* _Written exercise_: Please output the lines shown below exactly as they appear.

* _Input for this task_:
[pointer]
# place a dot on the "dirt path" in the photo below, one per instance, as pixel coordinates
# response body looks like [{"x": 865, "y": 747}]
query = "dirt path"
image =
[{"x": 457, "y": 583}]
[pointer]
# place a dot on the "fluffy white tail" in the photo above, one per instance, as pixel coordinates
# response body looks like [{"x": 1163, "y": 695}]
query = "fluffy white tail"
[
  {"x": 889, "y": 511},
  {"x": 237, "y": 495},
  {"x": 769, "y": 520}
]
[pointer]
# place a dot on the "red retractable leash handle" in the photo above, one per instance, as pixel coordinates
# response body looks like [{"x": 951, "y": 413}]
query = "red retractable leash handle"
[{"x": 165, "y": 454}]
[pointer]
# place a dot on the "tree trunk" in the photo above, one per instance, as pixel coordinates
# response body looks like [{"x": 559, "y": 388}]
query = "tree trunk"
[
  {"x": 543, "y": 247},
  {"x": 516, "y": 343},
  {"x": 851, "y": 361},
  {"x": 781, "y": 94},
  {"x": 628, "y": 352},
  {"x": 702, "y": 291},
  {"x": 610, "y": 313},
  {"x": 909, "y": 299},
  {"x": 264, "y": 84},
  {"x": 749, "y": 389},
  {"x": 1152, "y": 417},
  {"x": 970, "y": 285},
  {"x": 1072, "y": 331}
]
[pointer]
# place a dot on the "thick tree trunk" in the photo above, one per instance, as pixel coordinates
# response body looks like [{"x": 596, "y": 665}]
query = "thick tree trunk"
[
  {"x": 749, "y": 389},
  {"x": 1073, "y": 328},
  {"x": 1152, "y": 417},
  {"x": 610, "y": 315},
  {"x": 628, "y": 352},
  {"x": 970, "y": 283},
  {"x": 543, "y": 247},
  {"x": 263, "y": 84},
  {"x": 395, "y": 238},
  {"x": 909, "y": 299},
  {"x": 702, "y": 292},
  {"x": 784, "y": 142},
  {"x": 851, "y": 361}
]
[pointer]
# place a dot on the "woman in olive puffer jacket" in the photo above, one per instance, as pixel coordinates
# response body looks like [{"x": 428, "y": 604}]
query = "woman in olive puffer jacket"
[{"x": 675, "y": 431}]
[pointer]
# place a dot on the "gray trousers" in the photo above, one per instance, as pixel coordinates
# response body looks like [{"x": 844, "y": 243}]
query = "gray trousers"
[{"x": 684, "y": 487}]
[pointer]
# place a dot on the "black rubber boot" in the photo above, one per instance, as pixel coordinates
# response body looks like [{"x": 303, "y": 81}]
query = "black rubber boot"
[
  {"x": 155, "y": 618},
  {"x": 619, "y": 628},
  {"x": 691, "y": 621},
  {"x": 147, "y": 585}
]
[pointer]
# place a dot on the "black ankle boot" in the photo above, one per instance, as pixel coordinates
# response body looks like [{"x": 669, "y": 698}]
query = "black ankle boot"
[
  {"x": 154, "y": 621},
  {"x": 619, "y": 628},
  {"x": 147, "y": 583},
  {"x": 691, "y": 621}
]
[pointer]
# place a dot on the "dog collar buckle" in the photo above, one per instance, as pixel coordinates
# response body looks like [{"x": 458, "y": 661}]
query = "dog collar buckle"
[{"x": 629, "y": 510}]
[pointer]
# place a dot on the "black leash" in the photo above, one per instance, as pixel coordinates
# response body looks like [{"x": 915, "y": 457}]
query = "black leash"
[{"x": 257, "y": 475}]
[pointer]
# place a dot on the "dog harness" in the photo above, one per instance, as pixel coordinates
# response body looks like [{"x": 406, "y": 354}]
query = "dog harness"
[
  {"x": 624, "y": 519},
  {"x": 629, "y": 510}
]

* _Task answer_:
[pointer]
# place a dot on the "dirt path" in the photo below, one per instance, as pixel coordinates
# response body looks like [{"x": 865, "y": 747}]
query = "dirt path"
image =
[{"x": 457, "y": 583}]
[pointer]
# place a dot on the "fluffy white tail" in the photo above, one per instance, as pixel coordinates
# response body looks like [{"x": 1163, "y": 695}]
query = "fluffy white tail"
[
  {"x": 889, "y": 511},
  {"x": 237, "y": 495},
  {"x": 769, "y": 520}
]
[pointer]
# place a dot on the "red retractable leash handle" in the photo above, one per instance, as pixel coordinates
# response body looks like [{"x": 951, "y": 413}]
query = "red retractable leash handle"
[{"x": 165, "y": 454}]
[pointer]
# place a dot on the "tree trunk" in the photo above, one per instance, as pixel coordinates
# response body looks like [{"x": 559, "y": 388}]
query = "tree trunk"
[
  {"x": 543, "y": 247},
  {"x": 516, "y": 343},
  {"x": 851, "y": 361},
  {"x": 781, "y": 94},
  {"x": 628, "y": 352},
  {"x": 702, "y": 291},
  {"x": 610, "y": 313},
  {"x": 909, "y": 299},
  {"x": 264, "y": 84},
  {"x": 749, "y": 389},
  {"x": 1152, "y": 417},
  {"x": 970, "y": 285},
  {"x": 1072, "y": 331}
]
[pointer]
# place a dot on the "thick tree trunk" in the photo above, one per instance, as pixel coordinates
# response body looks like [{"x": 596, "y": 665}]
query = "thick tree trunk"
[
  {"x": 749, "y": 389},
  {"x": 1073, "y": 328},
  {"x": 1152, "y": 417},
  {"x": 610, "y": 315},
  {"x": 628, "y": 352},
  {"x": 970, "y": 283},
  {"x": 543, "y": 247},
  {"x": 263, "y": 84},
  {"x": 395, "y": 238},
  {"x": 909, "y": 299},
  {"x": 702, "y": 292},
  {"x": 784, "y": 142},
  {"x": 851, "y": 361}
]
[pointer]
# place a dot on the "woman in olive puffer jacket" in the photo above, one per instance, as pixel coordinates
# response body looks like [{"x": 428, "y": 604}]
query = "woman in olive puffer jacket"
[{"x": 675, "y": 431}]
[pointer]
# place a dot on the "gray trousers" in the photo above, one per instance, as pixel coordinates
# response body looks like [{"x": 844, "y": 243}]
query = "gray trousers"
[{"x": 684, "y": 487}]
[pointer]
# place a dot on the "black rubber boot" in the photo above, one per instance, as pixel coordinates
# response body looks like [{"x": 303, "y": 81}]
query = "black rubber boot"
[
  {"x": 155, "y": 618},
  {"x": 619, "y": 628},
  {"x": 691, "y": 621},
  {"x": 147, "y": 585}
]
[pointer]
# place a dot on the "black ankle boot" in the photo above, one per instance, as pixel coordinates
# response body looks like [{"x": 669, "y": 698}]
query = "black ankle boot"
[
  {"x": 154, "y": 621},
  {"x": 619, "y": 628},
  {"x": 147, "y": 583},
  {"x": 691, "y": 621}
]
[pointer]
# place a dot on the "dog collar buckle" in the photo above, one per instance, as pixel coordinates
# response body looks like [{"x": 458, "y": 661}]
query = "dog collar buckle"
[{"x": 629, "y": 510}]
[pointer]
# place a dot on the "black leash" in the photo above, one per instance, as pixel coordinates
# response body looks like [{"x": 915, "y": 457}]
query = "black leash"
[{"x": 257, "y": 475}]
[pointer]
# place a dot on the "dog harness" in the photo above, one per instance, as pixel coordinates
# response body looks like [{"x": 406, "y": 354}]
query = "dog harness"
[
  {"x": 624, "y": 519},
  {"x": 629, "y": 510}
]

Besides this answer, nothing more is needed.